▶ Requirement
Can you copy out the items below, swapping every "pin one point" for "place one marker" and leaving everything else unchanged?

## BEGIN

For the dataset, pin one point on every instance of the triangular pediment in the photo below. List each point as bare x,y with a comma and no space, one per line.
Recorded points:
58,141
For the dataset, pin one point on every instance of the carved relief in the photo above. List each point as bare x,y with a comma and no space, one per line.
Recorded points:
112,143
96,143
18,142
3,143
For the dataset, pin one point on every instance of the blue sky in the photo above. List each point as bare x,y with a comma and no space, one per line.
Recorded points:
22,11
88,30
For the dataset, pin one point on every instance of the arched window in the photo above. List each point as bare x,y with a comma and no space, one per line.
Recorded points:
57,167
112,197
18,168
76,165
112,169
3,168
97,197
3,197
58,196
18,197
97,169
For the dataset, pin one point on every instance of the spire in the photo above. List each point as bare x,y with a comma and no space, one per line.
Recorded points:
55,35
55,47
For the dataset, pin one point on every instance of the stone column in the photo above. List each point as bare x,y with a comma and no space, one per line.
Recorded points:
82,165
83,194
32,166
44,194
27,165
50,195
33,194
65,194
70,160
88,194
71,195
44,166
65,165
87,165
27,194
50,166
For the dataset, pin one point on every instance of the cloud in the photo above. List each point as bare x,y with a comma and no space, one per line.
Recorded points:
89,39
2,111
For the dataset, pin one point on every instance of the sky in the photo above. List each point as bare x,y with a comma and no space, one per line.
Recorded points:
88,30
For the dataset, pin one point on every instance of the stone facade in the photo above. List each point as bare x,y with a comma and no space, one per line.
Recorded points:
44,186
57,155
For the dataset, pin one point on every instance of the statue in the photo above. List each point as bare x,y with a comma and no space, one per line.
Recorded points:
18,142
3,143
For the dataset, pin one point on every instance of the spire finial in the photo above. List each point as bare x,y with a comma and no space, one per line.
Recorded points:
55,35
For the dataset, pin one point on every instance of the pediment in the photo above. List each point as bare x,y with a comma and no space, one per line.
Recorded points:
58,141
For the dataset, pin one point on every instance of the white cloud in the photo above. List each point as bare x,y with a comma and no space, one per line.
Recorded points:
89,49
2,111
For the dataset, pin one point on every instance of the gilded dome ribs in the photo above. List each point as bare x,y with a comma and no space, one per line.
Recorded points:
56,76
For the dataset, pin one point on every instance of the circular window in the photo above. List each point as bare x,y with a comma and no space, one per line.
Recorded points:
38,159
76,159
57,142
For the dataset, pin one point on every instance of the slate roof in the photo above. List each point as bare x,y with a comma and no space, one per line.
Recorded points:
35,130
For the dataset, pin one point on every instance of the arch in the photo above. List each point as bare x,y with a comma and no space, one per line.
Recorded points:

## END

▶ The answer
For the dataset, place one marker on every instance of the triangular pediment in the photo below. List each point as bare x,y with a comma and no space, one per line.
Recorded points:
58,141
For the dataset, place one marker on every instance of the carved relief in the photo above. List each point as bare x,y with a comma and no space, one per line.
Recorded points:
112,143
96,143
18,142
3,143
For the dataset, place one marker on every instance of the blue sky in the photo above. List each point as bare x,y with a comma and no space, one per line.
Recorded points:
22,11
88,30
For the dataset, place one marker on every instance of the arched window in the photo above. List each point as bare x,y with a comma and no space, one per line.
Recorded points:
57,167
112,197
18,168
76,165
112,169
3,168
97,197
3,197
58,196
18,197
97,169
For the dataset, place one marker on every instance of the spire in the photo above. List each point as bare x,y with a comma and no space, one per line.
Recorded points:
55,35
55,47
For the dataset, place one marker on every instance of the stone column in the photo above. List each point as bare x,y with a comma and no space, one per line.
Recorded points:
82,165
83,194
32,166
44,194
27,165
50,195
33,194
65,194
70,160
88,194
71,195
44,166
65,165
87,165
27,194
50,166
For the dataset, place one marker on every instance of the cloud in the photo above. List each point as bare x,y with a comma and no space, one per line.
Recorded points:
89,39
2,111
For the dataset, place one marker on every instance of the sky in the photo above. List each point as bare x,y with a comma and no space, one per line.
Recorded points:
88,30
For the dataset, place one marker on every instance of the stone facade in the photo above. List each point as bare x,y with a comma and no space, one per line.
Recorded points:
44,186
57,155
For the dataset, place one marker on every instance of the statue in the photo above. List each point as bare x,y with a comma and no space, one per line.
Recorded points:
18,142
3,143
For the dataset, place one marker on every instance of the spire finial in the photo above. List each point as bare x,y with a comma and no space, one per line.
Recorded points:
55,35
For the dataset, place one marker on every instance of the pediment in the photo above. List each point as bare x,y with a comma and no space, one per line.
Recorded points:
58,141
For the dataset, place one marker on every instance of the white cloud in the photo above. List each point as bare x,y with a comma and no space, one per line.
Recorded points:
89,49
2,111
For the dataset, place one marker on every instance of the gilded dome ribs in the photo above. List each point as bare x,y with a comma and no space, one per line.
Recorded points:
56,76
For the dataset, place one marker on every instance of the circular window in the photo above. List each point as bare x,y with a comma and no space, one per line.
Recorded points:
38,159
76,159
57,142
For the dataset, place one marker on every instance of the slate roof in the photo above. List each point as bare x,y with a comma and no space, one per line.
Recorded points:
35,130
For the dataset, place one marker on every instance of the arch in the photo above. List each point as bare x,y with a comma and no space, one per line.
Recorded points:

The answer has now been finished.